--- Reading text ---

Sunday, 12 August 2012







Sunday, 12 August 2012

21:30


"No man ever steps in the same river twice," the pre-Socratic Greek philosopher Heraclitus of Ephesus is said to have said. Life and the universe are in a permanent state of flux.

This view seems to be true, if you think about it commonsensically. Apparently science corroborates it too. But what I have in mind is something less (or, depending on how you look at it, more) prosaic. I think that it is possible for anyone to go through such life-changing experiences that you end up wondering whether your personal notion of personal identity is correct.

Time passes and things change. Constantly. That is clearly what Heraclitus of Ephesus meant. According to serious scientists, that is what happens at the molecular level. Gradually, all molecules of our bodies are replaced by other molecules, so that not a single one of our current molecules is a molecule that was part of us at a certain point in our past. But we are, of course, still recognisably us.

---

Exercise set:
1. Copy the part of the post on Heraclitus that begins at "Time passes and" and stops after "still recognisably us.", but switch "serious scientists" to "many researchers".
2. Answer these questions about the post on Heraclitus:
(a) Which philosopher does the post quote in its opening sentence?
(b) According to the post, what replaces the molecules of our bodies over time?
(c) What does the writer say a person may end up wondering after life-changing experiences?
You won't need the entries for any of this.

--- Data provided ---

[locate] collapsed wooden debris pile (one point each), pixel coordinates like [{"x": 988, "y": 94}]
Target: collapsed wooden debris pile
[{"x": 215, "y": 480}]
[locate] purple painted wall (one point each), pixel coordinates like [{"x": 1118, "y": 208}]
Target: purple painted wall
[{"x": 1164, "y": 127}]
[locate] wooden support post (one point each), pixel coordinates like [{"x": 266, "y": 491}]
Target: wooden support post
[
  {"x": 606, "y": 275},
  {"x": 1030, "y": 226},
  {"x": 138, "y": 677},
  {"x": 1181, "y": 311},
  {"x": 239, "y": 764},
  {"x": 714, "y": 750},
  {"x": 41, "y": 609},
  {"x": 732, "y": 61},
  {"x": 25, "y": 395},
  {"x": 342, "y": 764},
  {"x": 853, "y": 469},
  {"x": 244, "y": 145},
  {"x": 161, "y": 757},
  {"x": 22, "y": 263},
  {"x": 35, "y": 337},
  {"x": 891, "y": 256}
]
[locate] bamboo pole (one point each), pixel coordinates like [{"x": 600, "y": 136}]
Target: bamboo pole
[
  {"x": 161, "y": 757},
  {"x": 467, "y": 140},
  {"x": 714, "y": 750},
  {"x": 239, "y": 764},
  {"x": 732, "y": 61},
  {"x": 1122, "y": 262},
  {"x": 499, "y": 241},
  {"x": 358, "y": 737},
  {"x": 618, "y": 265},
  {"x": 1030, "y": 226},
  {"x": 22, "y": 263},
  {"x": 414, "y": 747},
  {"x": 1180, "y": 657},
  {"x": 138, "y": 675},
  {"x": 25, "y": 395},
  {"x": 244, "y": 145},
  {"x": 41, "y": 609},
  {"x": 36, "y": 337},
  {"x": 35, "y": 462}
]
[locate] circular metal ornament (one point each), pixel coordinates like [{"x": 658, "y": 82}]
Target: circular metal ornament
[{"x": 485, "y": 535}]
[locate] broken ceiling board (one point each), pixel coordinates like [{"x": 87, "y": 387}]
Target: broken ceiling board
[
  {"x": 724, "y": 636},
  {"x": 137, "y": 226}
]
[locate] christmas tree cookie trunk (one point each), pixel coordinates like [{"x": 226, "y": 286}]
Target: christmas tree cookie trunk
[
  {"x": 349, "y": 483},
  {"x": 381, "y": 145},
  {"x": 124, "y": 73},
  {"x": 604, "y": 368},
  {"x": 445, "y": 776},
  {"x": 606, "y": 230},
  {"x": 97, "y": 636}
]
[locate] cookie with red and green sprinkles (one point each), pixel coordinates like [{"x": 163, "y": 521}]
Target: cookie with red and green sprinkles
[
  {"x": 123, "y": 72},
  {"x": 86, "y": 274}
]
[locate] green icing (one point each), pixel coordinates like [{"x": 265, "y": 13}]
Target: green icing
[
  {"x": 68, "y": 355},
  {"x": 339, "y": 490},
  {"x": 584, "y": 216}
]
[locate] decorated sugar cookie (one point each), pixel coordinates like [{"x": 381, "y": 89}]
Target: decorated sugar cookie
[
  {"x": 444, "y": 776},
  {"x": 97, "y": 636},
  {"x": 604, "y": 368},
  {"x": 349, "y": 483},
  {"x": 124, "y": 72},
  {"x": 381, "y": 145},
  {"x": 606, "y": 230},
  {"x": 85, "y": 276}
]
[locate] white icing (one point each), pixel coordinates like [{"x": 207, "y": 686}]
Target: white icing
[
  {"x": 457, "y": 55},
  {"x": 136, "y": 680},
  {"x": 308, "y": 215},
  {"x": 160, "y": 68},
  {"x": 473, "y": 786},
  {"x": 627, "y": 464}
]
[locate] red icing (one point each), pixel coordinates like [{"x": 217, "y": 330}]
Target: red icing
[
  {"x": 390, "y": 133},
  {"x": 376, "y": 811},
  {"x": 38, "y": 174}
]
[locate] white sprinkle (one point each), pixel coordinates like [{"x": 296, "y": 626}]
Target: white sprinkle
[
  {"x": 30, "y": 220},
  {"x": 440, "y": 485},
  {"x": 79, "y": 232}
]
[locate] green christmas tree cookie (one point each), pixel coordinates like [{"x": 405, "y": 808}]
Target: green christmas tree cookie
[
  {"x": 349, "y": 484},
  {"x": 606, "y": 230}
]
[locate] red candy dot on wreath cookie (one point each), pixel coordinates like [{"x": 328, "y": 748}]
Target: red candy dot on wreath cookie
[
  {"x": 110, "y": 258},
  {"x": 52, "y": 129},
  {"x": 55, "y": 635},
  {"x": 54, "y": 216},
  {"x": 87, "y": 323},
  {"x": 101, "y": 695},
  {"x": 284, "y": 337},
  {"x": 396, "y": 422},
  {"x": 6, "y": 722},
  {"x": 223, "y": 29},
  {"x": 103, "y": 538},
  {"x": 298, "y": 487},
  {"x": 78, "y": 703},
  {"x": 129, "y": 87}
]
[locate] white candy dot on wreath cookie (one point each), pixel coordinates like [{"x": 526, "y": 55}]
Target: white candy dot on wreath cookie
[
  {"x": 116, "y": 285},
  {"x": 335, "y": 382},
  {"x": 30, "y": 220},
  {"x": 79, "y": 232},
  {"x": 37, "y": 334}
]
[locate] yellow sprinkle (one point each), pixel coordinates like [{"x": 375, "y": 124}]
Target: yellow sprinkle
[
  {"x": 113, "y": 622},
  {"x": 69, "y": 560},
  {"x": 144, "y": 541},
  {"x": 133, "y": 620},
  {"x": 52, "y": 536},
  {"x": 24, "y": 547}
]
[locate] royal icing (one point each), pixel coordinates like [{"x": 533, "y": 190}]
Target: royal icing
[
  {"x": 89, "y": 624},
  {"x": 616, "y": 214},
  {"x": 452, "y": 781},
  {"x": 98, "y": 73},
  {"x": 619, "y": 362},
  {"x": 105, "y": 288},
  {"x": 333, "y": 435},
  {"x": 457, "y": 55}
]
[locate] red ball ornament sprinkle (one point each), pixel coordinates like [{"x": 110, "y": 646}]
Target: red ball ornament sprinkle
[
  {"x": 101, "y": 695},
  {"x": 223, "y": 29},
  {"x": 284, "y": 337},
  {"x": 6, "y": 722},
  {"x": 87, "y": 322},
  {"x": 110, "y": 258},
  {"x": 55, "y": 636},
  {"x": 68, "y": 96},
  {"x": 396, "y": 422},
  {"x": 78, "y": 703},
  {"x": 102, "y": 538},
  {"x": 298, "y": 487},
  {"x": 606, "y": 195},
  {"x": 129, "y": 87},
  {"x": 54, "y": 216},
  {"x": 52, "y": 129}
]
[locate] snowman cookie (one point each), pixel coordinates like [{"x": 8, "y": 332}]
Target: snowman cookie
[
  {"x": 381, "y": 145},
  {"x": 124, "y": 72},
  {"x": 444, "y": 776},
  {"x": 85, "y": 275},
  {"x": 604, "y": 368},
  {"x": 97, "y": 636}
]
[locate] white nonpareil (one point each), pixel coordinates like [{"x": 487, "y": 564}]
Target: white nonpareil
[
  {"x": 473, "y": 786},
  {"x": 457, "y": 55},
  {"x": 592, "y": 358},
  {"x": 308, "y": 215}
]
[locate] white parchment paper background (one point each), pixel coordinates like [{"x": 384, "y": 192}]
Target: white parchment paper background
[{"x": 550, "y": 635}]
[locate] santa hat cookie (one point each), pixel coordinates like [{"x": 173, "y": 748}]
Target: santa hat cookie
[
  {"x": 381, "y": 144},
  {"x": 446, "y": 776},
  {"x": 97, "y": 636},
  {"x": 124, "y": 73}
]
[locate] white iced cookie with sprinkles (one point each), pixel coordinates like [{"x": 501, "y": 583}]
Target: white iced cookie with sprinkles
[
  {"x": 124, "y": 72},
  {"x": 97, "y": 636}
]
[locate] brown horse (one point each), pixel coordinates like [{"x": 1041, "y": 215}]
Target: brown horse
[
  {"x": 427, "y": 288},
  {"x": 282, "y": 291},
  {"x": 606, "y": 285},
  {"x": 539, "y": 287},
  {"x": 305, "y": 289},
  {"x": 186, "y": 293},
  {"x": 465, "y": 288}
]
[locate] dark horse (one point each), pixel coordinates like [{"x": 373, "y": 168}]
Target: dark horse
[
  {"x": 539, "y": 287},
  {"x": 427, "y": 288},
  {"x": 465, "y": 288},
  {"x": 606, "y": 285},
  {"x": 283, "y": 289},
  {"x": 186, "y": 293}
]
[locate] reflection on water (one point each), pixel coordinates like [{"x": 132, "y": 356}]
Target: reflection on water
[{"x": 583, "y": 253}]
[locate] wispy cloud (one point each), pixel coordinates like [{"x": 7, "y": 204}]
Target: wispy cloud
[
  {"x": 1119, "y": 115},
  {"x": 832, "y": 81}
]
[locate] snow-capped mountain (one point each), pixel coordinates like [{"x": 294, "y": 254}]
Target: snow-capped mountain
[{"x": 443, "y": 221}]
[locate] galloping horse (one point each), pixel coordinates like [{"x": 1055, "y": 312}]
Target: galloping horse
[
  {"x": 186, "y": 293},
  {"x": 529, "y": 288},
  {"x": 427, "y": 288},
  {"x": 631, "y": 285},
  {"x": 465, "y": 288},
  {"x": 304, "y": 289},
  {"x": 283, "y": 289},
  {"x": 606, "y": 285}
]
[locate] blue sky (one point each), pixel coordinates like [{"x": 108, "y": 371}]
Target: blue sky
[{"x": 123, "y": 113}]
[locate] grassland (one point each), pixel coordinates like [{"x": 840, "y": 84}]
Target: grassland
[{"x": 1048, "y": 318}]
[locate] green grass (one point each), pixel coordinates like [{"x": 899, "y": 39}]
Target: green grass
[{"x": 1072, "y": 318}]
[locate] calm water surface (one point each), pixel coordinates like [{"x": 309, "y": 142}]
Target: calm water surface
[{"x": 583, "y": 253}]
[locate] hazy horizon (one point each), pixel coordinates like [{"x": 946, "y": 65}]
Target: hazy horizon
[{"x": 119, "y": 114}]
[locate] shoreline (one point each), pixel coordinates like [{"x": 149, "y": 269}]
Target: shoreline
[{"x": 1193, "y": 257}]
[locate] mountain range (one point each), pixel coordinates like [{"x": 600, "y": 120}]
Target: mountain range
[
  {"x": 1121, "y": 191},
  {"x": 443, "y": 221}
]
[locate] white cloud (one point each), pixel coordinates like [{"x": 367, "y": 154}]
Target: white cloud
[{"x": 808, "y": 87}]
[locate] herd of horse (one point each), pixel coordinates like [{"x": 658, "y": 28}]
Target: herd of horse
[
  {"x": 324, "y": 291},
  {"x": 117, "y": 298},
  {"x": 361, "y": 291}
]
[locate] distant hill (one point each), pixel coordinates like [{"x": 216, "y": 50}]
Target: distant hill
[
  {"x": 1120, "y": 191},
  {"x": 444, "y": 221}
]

---

Written responses:
1.
Time passes and things change. Constantly. That is clearly what Heraclitus of Ephesus meant. According to many researchers, that is what happens at the molecular level. Gradually, all molecules of our bodies are replaced by other molecules, so that not a single one of our current molecules is a molecule that was part of us at a certain point in our past. But we are, of course, still recognisably us.

2.
(a) Heraclitus of Ephesus
(b) Other molecules
(c) Whether their personal notion of personal identity is correct